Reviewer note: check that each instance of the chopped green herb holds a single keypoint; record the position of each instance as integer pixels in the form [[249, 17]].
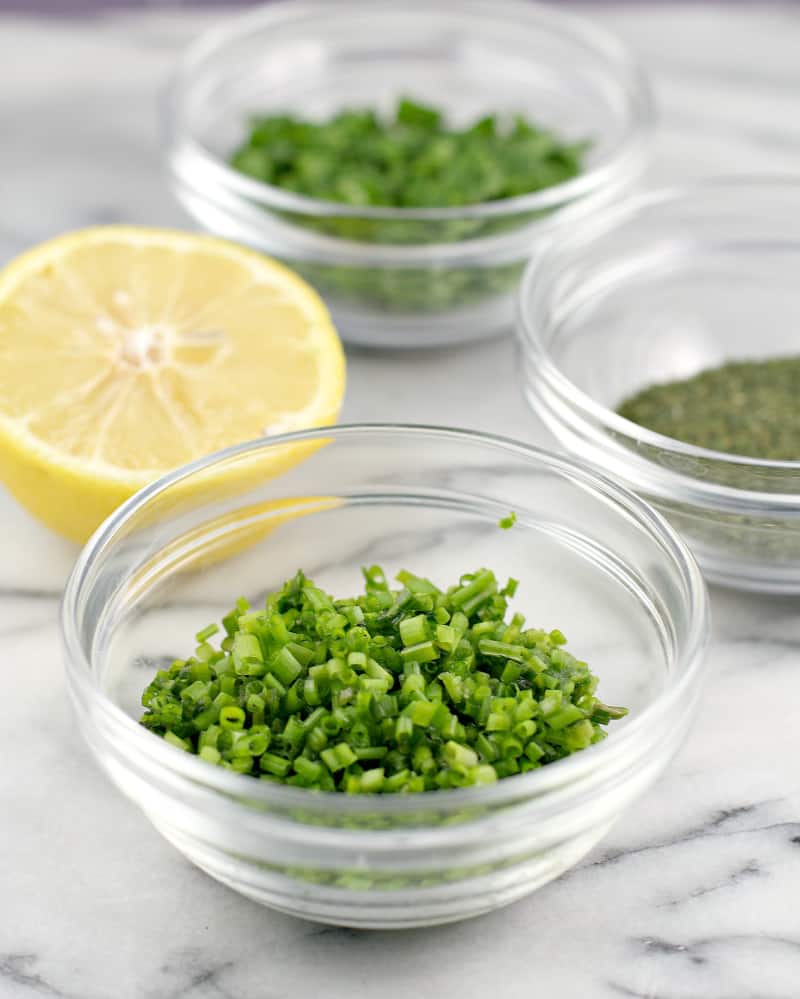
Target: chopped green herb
[[413, 689], [747, 408], [411, 158]]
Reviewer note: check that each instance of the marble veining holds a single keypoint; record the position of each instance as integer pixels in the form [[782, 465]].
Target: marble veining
[[693, 895]]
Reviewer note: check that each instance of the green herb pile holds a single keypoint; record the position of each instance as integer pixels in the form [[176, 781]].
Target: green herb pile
[[409, 160], [747, 408], [411, 689]]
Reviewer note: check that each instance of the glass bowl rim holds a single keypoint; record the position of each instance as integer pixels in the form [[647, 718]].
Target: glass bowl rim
[[628, 152], [566, 240], [551, 778]]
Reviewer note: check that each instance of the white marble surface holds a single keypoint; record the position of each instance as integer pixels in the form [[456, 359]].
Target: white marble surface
[[696, 895]]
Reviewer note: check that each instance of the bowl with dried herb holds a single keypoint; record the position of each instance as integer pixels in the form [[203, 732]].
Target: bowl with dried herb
[[363, 691], [406, 160], [661, 342]]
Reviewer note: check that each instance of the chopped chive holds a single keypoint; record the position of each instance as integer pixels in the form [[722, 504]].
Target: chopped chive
[[392, 691]]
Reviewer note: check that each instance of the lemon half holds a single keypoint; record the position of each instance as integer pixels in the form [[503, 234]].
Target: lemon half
[[126, 351]]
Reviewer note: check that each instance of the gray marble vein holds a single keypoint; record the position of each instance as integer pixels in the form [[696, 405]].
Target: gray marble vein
[[693, 895]]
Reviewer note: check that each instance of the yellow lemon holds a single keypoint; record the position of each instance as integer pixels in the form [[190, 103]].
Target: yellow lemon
[[127, 351]]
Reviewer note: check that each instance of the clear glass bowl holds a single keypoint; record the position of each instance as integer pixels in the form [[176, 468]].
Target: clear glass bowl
[[396, 276], [658, 289], [591, 558]]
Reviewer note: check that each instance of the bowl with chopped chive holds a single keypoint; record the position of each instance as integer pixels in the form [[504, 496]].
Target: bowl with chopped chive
[[406, 159], [411, 678], [661, 342]]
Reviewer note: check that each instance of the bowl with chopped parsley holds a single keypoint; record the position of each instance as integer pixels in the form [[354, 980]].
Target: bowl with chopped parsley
[[406, 159], [391, 676], [661, 343]]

────

→ **WHAT TO DO**
Rewrite all of the material above with every "Reviewer note" changed to "Annotator note" and nothing else changed. Leave the pictures out.

→ **FINAL RESULT**
Annotator note: check that each instance of the chopped green herb holds a single keypoint; record the position of each instance as integer pixels in the form [[249, 17]].
Target: chopped green herb
[[413, 689], [747, 408], [411, 158]]
Annotator note: check that each instance of the marble veining holds a single keypoint; record the position of each instance as integer pixels in the form [[782, 465]].
Target: marble veining
[[693, 895]]
Annotator note: check that each instance of the green herb pile holds a single keypoint; record the position of each instance as integer pixels in the form [[176, 781]].
Target: green herb pile
[[409, 160], [747, 408], [411, 689]]
Annotator note: check that each instance of the glass bowl rim holds a single keypoint; record the position of each instance as integer pixels in the form [[647, 718]].
Target: glass bowl rim
[[628, 152], [566, 240], [551, 778]]
Annotator note: check that each instance of the white marble surface holds a single keypoint; record the position of each instance as integer pixels in the form [[456, 359]].
Target: white marble surface
[[696, 895]]
Annotator note: check that each instance of the bowl with dried herb holds a single keypoint; record the position of each instance as integer pixels in the form [[203, 732]].
Target: bowl with dried herb
[[363, 691], [406, 160], [661, 342]]
Annotator note: check that each instance of the chopped chive holds a single keypoint; record the position of each instance as integer pixels in the form [[722, 504]].
Target: chopped chive
[[392, 691]]
Annotator note: check that each instance of the lemon half holds a single keypoint; record the position of each instance as integer pixels in the form [[503, 234]].
Target: lemon half
[[126, 351]]
Annotator note: check that each instance of the gray marble vein holds a single keypoint; record the position of each instance as integer pixels in the form [[696, 405]].
Target: gray marble vein
[[693, 895]]
Annotator note: check that each instance of the yellow lemon holds a single keypoint; record the position of each instance as integer pixels in the form [[190, 103]].
Target: yellow lemon
[[127, 351]]
Annotator note: check that each instance of the clear glass bowl holds a single keypoint; record the position of each instance as integer pixels in the form [[176, 468]].
Target: clear glass bowl
[[396, 276], [658, 289], [591, 558]]
Annotator note: check that each instance of the bowl with chopped chive holds a single keypoint; record the position of each instance as integer pixels in the form [[504, 496]].
Target: bowl with chopped chive
[[406, 159], [411, 678], [661, 342]]
Annotator note: check that each instance of the bowl with chopped parsley holds a single keypoint; record the position of each instance as integer pixels in the form [[354, 980]].
Target: bowl with chopped parsley
[[406, 159], [391, 676], [661, 343]]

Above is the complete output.